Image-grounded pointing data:
◆ ◆ ◆ ◆ ◆

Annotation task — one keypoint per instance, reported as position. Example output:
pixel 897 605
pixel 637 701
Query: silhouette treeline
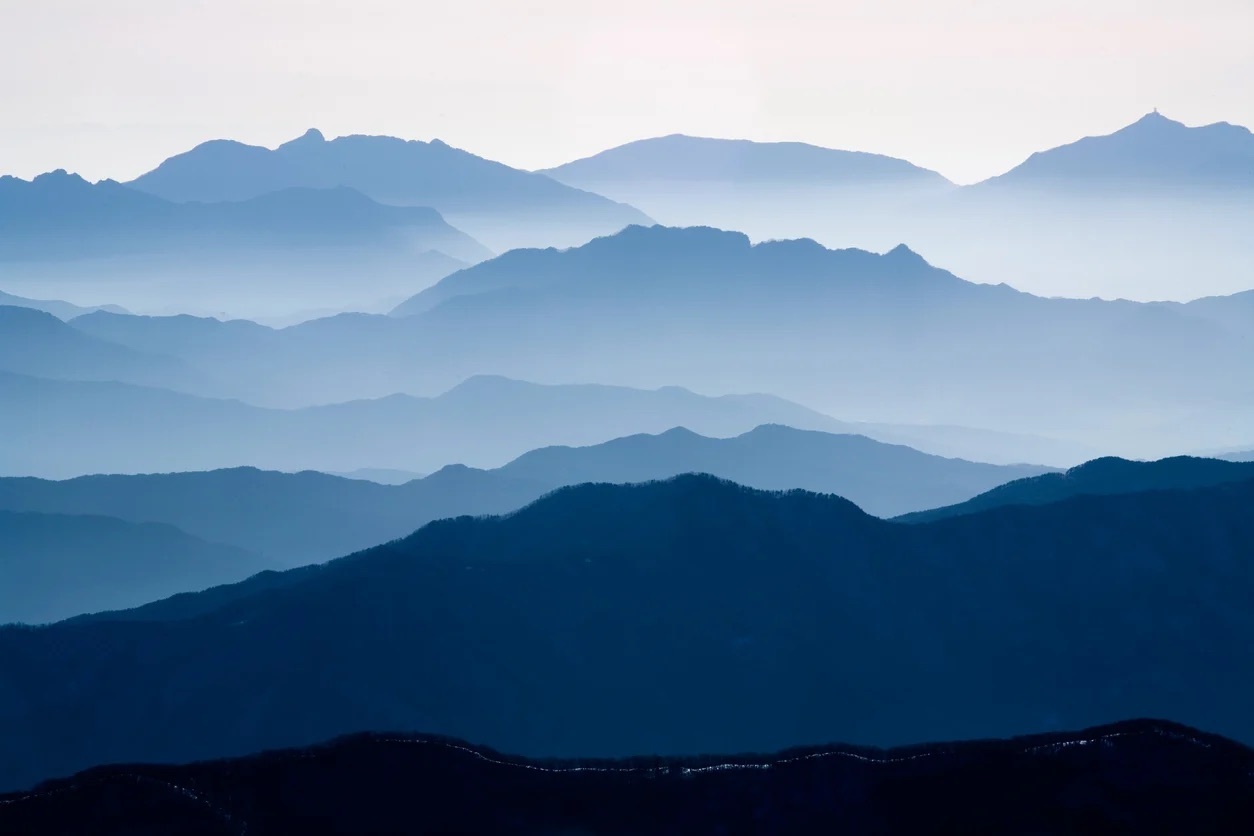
pixel 1131 777
pixel 670 618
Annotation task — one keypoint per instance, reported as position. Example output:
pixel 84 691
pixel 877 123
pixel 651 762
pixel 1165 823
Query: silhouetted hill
pixel 1136 777
pixel 1151 153
pixel 60 429
pixel 887 337
pixel 687 616
pixel 498 204
pixel 295 519
pixel 36 342
pixel 877 476
pixel 291 519
pixel 62 216
pixel 57 307
pixel 55 565
pixel 1110 475
pixel 681 161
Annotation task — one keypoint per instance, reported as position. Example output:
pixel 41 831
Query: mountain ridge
pixel 699 614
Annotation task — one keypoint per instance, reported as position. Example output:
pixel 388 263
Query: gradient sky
pixel 108 88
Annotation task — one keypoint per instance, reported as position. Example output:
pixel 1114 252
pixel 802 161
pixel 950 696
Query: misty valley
pixel 368 485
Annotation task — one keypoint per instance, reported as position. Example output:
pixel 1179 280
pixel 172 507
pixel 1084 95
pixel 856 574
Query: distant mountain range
pixel 57 307
pixel 884 339
pixel 62 216
pixel 1138 776
pixel 55 565
pixel 691 161
pixel 35 342
pixel 877 476
pixel 888 337
pixel 1150 154
pixel 64 236
pixel 295 519
pixel 1119 216
pixel 59 428
pixel 1100 476
pixel 687 616
pixel 500 206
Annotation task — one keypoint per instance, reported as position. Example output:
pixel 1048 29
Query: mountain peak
pixel 310 137
pixel 1155 119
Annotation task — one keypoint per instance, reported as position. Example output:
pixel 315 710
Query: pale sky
pixel 109 88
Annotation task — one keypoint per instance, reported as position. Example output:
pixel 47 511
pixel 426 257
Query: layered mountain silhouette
pixel 55 565
pixel 885 339
pixel 1119 216
pixel 1107 475
pixel 295 519
pixel 677 617
pixel 36 342
pixel 877 476
pixel 57 307
pixel 884 336
pixel 59 429
pixel 60 214
pixel 290 519
pixel 1139 776
pixel 500 206
pixel 330 247
pixel 1153 153
pixel 682 159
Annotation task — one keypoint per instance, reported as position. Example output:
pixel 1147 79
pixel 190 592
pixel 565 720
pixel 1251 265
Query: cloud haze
pixel 968 88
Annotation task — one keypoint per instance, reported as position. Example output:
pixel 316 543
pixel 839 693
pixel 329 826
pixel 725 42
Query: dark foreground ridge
pixel 1132 777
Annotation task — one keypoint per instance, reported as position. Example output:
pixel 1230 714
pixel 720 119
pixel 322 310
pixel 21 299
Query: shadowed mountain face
pixel 500 206
pixel 55 565
pixel 675 617
pixel 1099 476
pixel 873 475
pixel 295 519
pixel 57 307
pixel 1140 776
pixel 60 429
pixel 63 235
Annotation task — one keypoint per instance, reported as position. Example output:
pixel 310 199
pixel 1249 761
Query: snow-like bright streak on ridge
pixel 875 760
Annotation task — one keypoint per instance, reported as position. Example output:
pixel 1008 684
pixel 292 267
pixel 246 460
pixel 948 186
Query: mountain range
pixel 1151 154
pixel 1138 776
pixel 295 519
pixel 36 342
pixel 60 428
pixel 677 617
pixel 63 235
pixel 1120 216
pixel 690 161
pixel 57 565
pixel 57 307
pixel 1109 475
pixel 883 339
pixel 502 206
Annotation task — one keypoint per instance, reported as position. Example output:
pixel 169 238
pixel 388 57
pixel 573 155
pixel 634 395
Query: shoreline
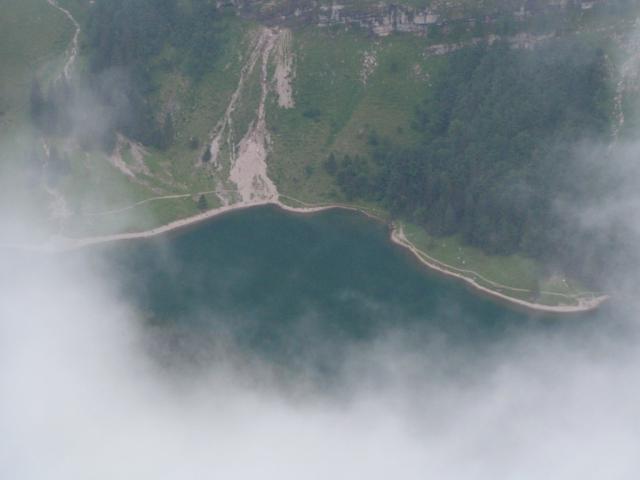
pixel 397 237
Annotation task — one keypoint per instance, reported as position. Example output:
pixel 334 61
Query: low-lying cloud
pixel 82 398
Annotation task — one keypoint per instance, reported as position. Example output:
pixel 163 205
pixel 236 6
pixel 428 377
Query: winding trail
pixel 248 171
pixel 73 48
pixel 584 303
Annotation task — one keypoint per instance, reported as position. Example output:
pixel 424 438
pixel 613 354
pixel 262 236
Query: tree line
pixel 497 163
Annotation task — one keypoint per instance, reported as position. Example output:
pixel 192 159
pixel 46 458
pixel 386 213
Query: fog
pixel 84 397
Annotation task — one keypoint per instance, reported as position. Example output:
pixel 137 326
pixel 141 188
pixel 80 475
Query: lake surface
pixel 304 289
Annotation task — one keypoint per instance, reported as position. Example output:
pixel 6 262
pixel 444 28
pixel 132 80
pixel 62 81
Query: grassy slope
pixel 335 112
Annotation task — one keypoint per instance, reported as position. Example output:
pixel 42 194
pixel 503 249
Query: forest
pixel 128 43
pixel 499 162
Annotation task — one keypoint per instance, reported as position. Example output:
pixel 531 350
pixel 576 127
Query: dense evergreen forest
pixel 498 155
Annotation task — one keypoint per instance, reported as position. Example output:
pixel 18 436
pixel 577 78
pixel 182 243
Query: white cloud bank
pixel 80 398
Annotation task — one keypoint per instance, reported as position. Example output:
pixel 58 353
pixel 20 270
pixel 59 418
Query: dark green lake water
pixel 297 287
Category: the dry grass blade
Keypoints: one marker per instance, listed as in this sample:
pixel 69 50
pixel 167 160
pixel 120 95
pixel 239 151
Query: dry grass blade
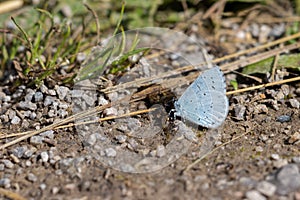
pixel 264 85
pixel 215 149
pixel 228 67
pixel 8 6
pixel 11 195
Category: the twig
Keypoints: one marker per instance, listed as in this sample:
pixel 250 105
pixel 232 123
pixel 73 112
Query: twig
pixel 11 195
pixel 96 20
pixel 215 149
pixel 264 85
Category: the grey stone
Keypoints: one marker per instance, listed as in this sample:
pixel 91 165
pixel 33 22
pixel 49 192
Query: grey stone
pixel 278 30
pixel 283 118
pixel 287 179
pixel 62 113
pixel 49 100
pixel 11 113
pixel 5 182
pixel 38 96
pixel 49 134
pixel 239 111
pixel 43 186
pixel 254 195
pixel 285 89
pixel 266 188
pixel 91 140
pixel 31 177
pixel 8 163
pixel 110 152
pixel 28 153
pixel 248 182
pixel 27 105
pixel 160 151
pixel 61 91
pixel 52 92
pixel 121 138
pixel 296 159
pixel 35 140
pixel 89 99
pixel 29 95
pixel 294 103
pixel 111 111
pixel 51 113
pixel 44 89
pixel 15 120
pixel 80 57
pixel 45 156
pixel 102 101
pixel 77 93
pixel 19 151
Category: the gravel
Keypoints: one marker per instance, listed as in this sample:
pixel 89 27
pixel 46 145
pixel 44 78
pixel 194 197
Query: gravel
pixel 266 188
pixel 254 195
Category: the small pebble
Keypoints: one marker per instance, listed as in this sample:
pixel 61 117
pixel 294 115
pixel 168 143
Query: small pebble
pixel 52 92
pixel 89 100
pixel 31 177
pixel 294 103
pixel 91 140
pixel 15 120
pixel 266 188
pixel 44 156
pixel 160 151
pixel 29 95
pixel 287 179
pixel 259 149
pixel 43 186
pixel 49 100
pixel 36 140
pixel 27 105
pixel 49 134
pixel 8 163
pixel 295 137
pixel 110 152
pixel 5 182
pixel 255 195
pixel 111 111
pixel 61 91
pixel 80 57
pixel 283 118
pixel 285 89
pixel 38 96
pixel 121 138
pixel 239 111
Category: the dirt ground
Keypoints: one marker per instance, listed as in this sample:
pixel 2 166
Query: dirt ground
pixel 254 155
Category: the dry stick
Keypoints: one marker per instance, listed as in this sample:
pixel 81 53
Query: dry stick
pixel 64 121
pixel 228 67
pixel 99 108
pixel 274 67
pixel 96 20
pixel 11 195
pixel 141 96
pixel 107 118
pixel 8 6
pixel 264 85
pixel 215 149
pixel 236 64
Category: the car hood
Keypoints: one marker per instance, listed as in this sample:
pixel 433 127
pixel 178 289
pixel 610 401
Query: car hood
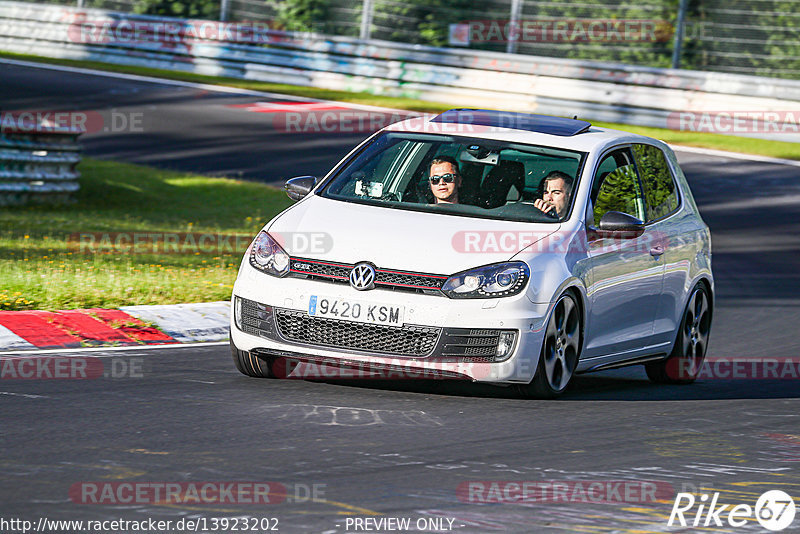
pixel 347 232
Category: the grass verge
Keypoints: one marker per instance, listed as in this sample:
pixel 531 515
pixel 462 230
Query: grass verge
pixel 44 265
pixel 762 147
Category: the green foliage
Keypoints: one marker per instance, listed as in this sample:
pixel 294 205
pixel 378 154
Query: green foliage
pixel 659 188
pixel 618 192
pixel 191 9
pixel 299 15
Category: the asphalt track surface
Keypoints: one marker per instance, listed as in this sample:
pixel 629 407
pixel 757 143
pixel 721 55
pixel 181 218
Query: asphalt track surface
pixel 384 449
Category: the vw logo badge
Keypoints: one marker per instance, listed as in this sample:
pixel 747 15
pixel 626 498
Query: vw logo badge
pixel 362 277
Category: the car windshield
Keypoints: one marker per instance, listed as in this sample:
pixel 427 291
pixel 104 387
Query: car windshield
pixel 461 176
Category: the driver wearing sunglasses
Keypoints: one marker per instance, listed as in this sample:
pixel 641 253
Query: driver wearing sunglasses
pixel 445 180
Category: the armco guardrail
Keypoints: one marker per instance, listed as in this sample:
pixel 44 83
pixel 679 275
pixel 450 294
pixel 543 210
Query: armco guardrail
pixel 37 164
pixel 597 91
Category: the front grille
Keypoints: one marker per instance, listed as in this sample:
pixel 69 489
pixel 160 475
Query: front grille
pixel 408 340
pixel 387 278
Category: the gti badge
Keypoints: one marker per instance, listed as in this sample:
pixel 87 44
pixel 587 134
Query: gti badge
pixel 362 277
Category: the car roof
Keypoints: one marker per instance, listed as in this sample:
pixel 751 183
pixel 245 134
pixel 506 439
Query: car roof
pixel 570 134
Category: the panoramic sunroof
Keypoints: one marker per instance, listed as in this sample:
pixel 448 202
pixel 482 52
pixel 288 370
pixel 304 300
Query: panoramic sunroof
pixel 516 121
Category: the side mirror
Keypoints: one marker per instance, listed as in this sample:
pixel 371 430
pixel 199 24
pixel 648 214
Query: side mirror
pixel 621 225
pixel 299 187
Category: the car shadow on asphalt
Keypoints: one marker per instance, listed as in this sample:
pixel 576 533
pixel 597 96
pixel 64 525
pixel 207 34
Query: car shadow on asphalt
pixel 606 386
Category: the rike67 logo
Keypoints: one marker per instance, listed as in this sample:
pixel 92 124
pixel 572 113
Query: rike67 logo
pixel 774 510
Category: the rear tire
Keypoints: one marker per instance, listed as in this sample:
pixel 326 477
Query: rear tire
pixel 560 351
pixel 249 364
pixel 684 363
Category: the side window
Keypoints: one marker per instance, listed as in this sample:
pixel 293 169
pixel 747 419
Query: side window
pixel 616 187
pixel 660 191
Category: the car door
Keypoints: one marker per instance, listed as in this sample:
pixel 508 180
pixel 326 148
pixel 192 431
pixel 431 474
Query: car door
pixel 626 280
pixel 672 233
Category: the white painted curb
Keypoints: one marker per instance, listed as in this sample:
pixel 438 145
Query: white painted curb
pixel 187 323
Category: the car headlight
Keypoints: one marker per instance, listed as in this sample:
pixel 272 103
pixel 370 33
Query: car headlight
pixel 489 281
pixel 267 256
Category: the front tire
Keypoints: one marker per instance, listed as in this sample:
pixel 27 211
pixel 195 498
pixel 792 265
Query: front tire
pixel 684 363
pixel 249 364
pixel 560 351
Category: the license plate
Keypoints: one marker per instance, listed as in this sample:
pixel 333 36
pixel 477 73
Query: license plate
pixel 355 310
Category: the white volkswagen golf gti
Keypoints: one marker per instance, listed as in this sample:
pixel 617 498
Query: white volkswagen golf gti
pixel 483 245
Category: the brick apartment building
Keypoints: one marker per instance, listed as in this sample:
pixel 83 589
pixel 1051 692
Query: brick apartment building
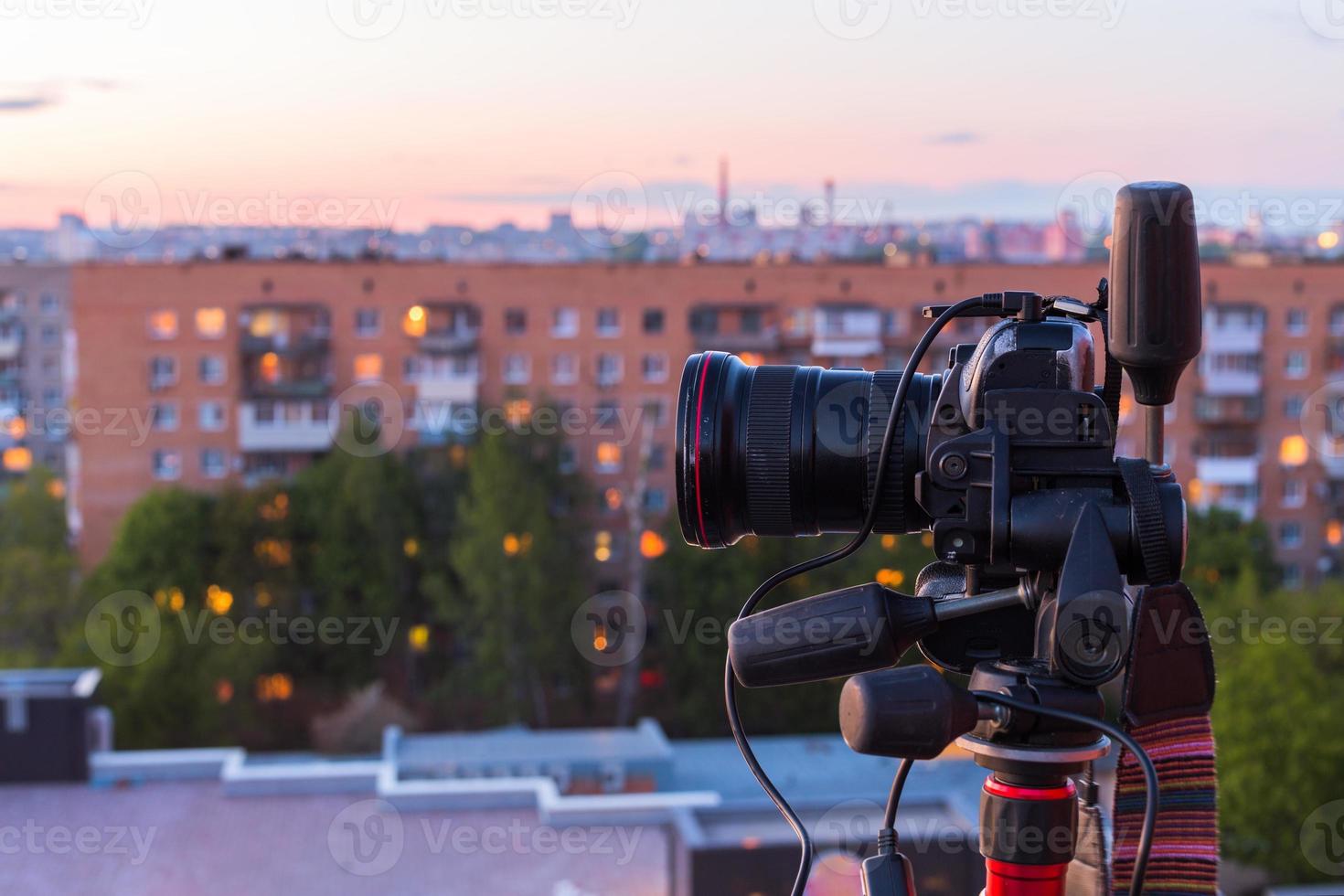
pixel 34 325
pixel 231 367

◆ ◆ ◆ ◆ ◆

- Your goal -
Lines from the one holding "pixel 333 36" down to the last line of the entries above must be retyped exactly, inclusive of both, with no pictures and nothing else.

- Solution to the exercise -
pixel 333 36
pixel 477 73
Query: license plate
pixel 355 310
Category: the white volkswagen golf gti
Keypoints: one marker per instance, listed as in this sample:
pixel 617 498
Query: white volkswagen golf gti
pixel 483 245
Category: the brick apartment building
Keypoints: one marker per instance, listed as in this sample:
pixel 83 589
pixel 1051 692
Query: brick apartment building
pixel 34 325
pixel 231 367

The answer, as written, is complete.